=== What the exercise asks ===
Look through the material below and show every line with the word "boulder".

=== Records to use ===
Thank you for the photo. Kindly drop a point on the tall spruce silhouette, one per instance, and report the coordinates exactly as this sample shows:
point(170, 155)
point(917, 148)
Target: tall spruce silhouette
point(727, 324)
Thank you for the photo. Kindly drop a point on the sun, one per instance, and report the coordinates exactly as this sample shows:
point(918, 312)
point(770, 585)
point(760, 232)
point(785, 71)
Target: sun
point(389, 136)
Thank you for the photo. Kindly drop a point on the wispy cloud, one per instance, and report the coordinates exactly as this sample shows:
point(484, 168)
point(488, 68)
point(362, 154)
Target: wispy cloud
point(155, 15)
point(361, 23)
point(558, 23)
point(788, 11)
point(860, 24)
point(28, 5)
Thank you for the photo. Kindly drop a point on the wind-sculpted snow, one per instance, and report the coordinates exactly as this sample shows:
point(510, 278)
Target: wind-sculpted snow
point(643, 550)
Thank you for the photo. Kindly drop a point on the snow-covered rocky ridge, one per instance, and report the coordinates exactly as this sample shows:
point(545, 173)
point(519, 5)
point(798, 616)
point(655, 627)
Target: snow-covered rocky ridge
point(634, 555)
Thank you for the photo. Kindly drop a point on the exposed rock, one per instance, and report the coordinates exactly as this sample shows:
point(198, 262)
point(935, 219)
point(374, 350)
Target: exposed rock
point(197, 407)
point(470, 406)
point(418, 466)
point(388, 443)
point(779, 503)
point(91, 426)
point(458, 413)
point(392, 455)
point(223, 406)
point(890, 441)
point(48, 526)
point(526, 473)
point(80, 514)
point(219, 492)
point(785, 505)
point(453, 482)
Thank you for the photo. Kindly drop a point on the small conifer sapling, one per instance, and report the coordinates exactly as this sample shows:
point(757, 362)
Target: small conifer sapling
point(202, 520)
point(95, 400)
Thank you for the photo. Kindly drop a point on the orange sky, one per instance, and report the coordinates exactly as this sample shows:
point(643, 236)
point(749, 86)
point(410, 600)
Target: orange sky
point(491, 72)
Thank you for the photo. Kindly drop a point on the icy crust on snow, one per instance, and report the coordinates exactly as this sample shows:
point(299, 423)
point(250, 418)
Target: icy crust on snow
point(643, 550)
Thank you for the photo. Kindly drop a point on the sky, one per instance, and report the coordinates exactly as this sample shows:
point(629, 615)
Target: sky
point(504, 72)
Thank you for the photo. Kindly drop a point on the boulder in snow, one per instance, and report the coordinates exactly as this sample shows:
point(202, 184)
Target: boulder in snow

=== Result below ===
Thank you for the photo. Kindly drop a point on the boulder in snow, one per instance, and report the coordinates exactly as this sample shows:
Target: boulder in snow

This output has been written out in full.